Exercise description
Would you repeat the lines from the one with "Given the photograph above, point out the flower" through the final line, both included, and nothing else? No pictures belong in the copy.

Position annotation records

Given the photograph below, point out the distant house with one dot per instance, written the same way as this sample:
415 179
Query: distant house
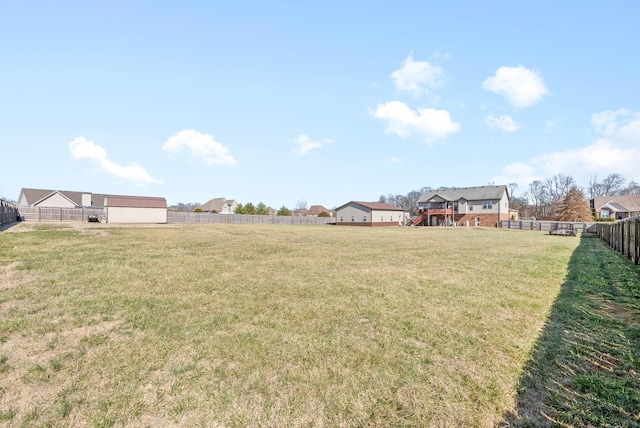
356 213
616 207
135 209
473 206
59 198
220 206
315 210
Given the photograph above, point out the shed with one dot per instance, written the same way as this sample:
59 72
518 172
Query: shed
135 209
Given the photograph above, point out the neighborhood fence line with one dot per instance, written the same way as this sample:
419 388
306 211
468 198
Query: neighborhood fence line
623 236
547 226
182 217
53 214
8 212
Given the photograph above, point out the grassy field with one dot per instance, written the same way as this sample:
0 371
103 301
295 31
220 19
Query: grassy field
225 325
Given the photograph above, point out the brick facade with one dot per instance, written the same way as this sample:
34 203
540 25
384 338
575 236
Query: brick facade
486 220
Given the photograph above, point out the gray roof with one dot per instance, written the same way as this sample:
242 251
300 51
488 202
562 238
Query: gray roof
481 193
627 203
33 196
216 204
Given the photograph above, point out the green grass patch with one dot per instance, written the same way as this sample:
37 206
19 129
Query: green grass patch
254 325
584 371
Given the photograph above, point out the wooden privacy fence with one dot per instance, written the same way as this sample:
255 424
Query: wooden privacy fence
8 212
59 214
196 218
623 236
548 226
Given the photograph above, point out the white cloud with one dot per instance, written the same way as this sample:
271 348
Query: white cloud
417 77
504 123
616 150
305 144
200 146
81 148
521 86
431 124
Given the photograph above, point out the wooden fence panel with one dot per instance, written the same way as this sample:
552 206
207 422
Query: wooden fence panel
623 236
8 212
546 226
180 217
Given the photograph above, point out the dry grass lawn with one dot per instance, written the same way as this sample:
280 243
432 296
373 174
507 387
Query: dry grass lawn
242 325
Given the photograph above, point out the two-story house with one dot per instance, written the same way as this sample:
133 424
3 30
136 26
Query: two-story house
465 206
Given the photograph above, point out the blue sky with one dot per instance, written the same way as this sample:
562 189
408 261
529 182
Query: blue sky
324 102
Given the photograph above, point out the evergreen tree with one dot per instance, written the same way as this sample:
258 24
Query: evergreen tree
284 211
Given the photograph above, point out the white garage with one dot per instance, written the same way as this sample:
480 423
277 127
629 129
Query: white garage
135 209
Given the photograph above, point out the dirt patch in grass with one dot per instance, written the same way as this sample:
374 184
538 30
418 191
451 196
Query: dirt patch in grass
11 276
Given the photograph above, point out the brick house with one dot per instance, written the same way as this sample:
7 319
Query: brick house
472 206
616 207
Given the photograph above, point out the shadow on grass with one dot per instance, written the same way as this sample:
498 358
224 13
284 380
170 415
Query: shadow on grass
584 370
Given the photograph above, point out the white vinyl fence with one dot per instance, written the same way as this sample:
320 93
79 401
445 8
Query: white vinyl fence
51 214
181 217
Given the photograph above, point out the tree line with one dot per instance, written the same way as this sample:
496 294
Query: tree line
542 198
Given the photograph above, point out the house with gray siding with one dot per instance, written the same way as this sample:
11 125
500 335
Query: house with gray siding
617 207
465 206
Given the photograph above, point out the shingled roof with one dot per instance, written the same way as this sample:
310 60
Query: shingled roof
378 206
135 201
480 193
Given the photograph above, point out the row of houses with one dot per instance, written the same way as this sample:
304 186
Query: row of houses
228 206
469 206
116 208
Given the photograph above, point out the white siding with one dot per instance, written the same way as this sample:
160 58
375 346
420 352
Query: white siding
356 211
56 200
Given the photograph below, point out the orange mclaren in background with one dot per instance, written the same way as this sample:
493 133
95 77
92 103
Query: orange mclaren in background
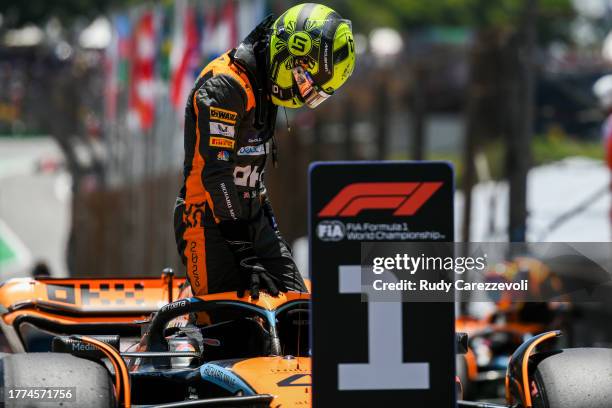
73 332
164 347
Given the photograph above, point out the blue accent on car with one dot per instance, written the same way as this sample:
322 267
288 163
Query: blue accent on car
225 378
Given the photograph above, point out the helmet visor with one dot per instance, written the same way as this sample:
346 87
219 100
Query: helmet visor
312 95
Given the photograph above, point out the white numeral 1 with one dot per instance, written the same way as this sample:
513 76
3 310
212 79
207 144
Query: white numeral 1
385 369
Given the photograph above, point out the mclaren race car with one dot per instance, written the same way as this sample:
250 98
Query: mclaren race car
139 342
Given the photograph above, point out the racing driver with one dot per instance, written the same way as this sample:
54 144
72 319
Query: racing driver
223 219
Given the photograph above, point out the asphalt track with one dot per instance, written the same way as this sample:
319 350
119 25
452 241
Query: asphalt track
34 206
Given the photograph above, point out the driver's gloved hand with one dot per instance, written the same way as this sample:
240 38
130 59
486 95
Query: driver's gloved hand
252 277
255 277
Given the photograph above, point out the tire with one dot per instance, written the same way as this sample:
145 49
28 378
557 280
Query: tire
575 378
90 381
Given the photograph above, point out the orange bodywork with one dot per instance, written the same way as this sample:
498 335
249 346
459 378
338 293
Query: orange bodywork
289 380
93 300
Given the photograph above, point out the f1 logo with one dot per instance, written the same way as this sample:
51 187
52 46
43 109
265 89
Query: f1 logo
405 198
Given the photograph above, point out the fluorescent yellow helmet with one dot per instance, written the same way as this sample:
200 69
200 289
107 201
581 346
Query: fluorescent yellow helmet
312 53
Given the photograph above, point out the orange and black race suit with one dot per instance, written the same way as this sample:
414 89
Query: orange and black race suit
229 125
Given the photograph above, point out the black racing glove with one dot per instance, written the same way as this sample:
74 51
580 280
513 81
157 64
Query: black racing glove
253 277
258 277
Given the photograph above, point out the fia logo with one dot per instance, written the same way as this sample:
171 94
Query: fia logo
331 231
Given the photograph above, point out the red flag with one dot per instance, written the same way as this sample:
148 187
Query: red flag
142 91
185 54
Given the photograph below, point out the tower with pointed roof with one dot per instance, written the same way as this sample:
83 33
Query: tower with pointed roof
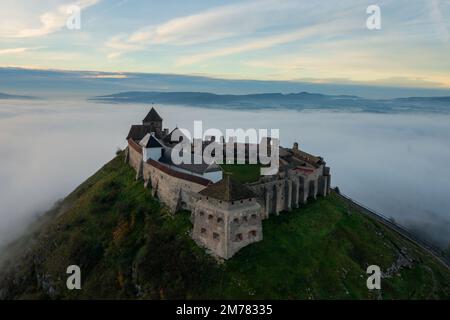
153 120
227 217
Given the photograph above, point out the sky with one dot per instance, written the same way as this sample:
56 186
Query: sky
312 41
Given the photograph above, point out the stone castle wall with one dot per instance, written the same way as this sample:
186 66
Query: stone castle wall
226 228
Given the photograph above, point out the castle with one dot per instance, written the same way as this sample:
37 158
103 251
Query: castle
226 215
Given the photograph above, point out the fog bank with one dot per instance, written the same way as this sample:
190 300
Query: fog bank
396 164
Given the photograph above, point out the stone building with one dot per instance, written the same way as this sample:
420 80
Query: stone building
226 218
226 215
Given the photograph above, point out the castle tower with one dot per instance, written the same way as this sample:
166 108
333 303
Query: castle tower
153 120
227 218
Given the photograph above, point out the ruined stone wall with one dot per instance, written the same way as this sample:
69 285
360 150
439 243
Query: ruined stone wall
225 228
134 155
174 192
289 191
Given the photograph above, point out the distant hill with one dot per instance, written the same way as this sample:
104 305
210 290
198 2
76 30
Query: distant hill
129 247
13 96
295 101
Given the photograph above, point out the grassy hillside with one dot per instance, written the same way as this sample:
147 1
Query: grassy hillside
128 246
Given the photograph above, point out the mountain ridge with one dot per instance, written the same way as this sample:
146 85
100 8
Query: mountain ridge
129 247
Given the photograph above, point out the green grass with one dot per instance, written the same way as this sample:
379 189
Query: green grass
243 172
128 246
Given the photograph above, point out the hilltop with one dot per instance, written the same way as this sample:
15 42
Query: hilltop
129 246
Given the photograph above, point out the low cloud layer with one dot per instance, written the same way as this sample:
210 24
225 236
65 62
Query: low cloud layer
396 164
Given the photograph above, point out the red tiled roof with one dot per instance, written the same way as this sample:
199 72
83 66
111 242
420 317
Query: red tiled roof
135 146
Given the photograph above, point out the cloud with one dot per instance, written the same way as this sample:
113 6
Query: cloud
223 22
267 42
52 21
13 51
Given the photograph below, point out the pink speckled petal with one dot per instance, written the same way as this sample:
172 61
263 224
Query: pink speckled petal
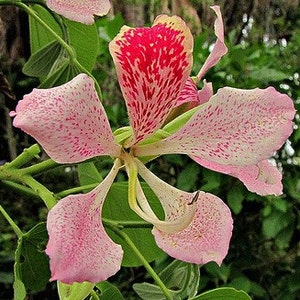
188 94
235 127
152 65
179 206
262 178
206 238
219 49
192 96
80 11
68 121
79 248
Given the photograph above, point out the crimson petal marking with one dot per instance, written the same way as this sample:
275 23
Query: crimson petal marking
152 65
219 49
235 127
68 121
80 11
262 178
206 238
79 248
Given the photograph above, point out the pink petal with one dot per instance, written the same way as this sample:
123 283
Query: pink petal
179 206
235 127
220 48
262 178
206 238
79 248
190 95
68 121
152 65
80 11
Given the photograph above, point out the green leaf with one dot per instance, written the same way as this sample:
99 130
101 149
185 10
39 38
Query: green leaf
62 75
147 291
235 198
39 36
75 291
41 62
223 294
274 223
267 75
32 264
116 208
109 291
83 38
19 288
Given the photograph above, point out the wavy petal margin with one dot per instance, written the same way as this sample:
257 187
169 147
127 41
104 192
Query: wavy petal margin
219 49
68 121
263 178
206 238
235 127
80 11
79 248
152 66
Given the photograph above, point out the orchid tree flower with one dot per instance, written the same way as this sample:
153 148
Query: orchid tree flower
233 129
80 11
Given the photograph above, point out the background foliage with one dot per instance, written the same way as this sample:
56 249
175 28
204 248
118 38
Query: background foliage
263 40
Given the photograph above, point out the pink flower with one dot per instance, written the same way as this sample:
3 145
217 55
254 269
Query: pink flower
78 10
234 131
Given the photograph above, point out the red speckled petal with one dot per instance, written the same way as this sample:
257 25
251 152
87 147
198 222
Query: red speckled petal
262 178
79 248
235 127
78 10
68 121
179 206
206 238
192 96
219 49
152 65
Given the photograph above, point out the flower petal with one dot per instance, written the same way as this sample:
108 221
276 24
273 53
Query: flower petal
206 238
79 248
152 65
235 127
80 11
192 96
68 121
179 206
262 178
219 49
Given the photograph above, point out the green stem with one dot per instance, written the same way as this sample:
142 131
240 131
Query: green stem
41 190
26 156
14 226
76 190
147 266
21 188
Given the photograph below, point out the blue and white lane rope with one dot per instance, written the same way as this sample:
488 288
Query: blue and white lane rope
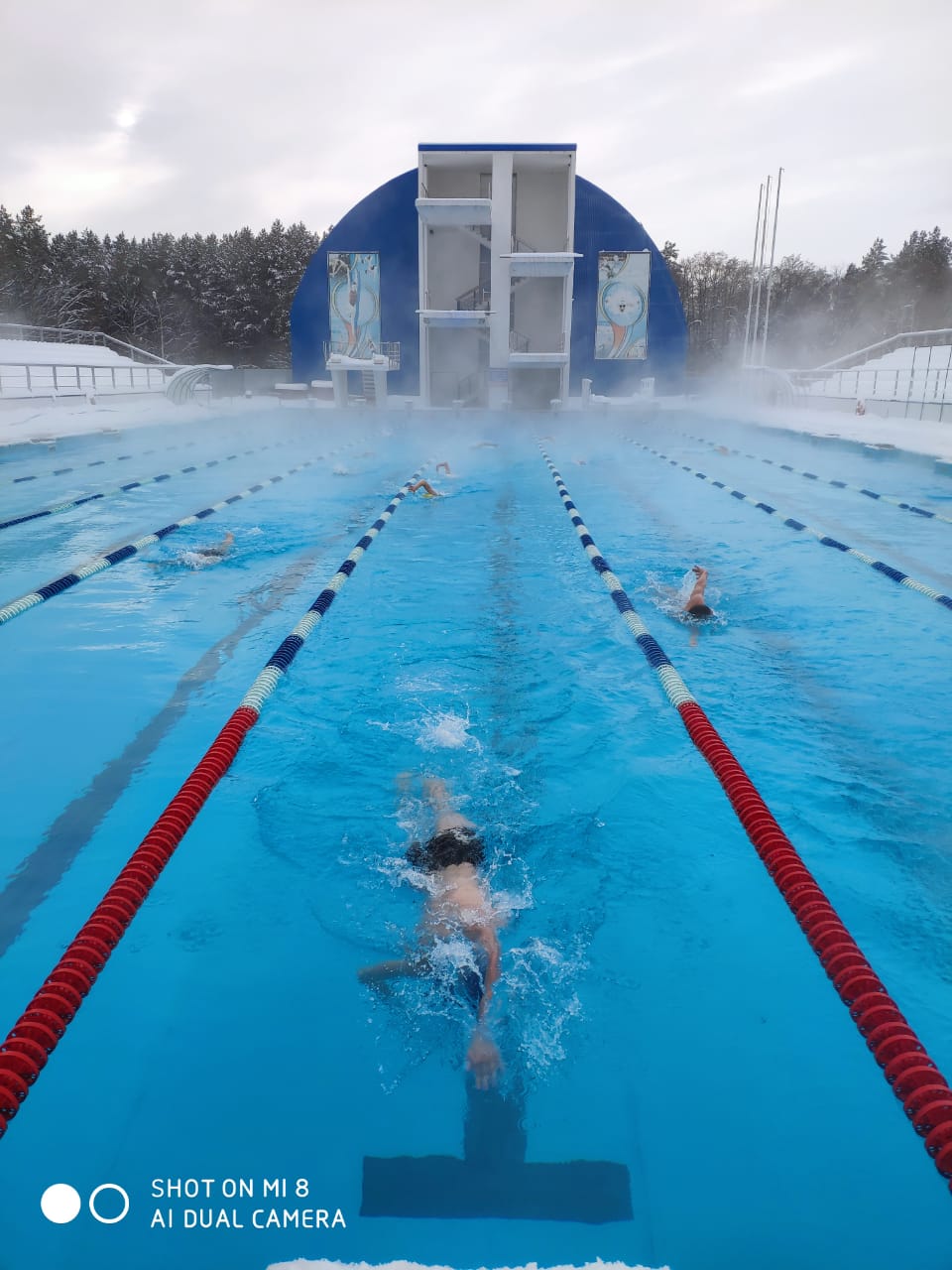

The result
Given the photograph above, point out the flower petal with one dot per instance, written the same way as this sample:
108 221
276 24
273 53
Query: flower petal
206 238
79 248
152 65
235 127
80 11
192 96
68 121
179 206
262 178
219 49
Given the photograph above, point out the green stem with one dot per instance, written the same way as this sample:
142 131
240 131
Query: green stem
41 190
26 156
14 226
76 190
147 266
21 188
Given the photograph below, point out the blue and white lane rope with one dot per instance, written the same way as this sample:
488 288
Query: blue and white lane rope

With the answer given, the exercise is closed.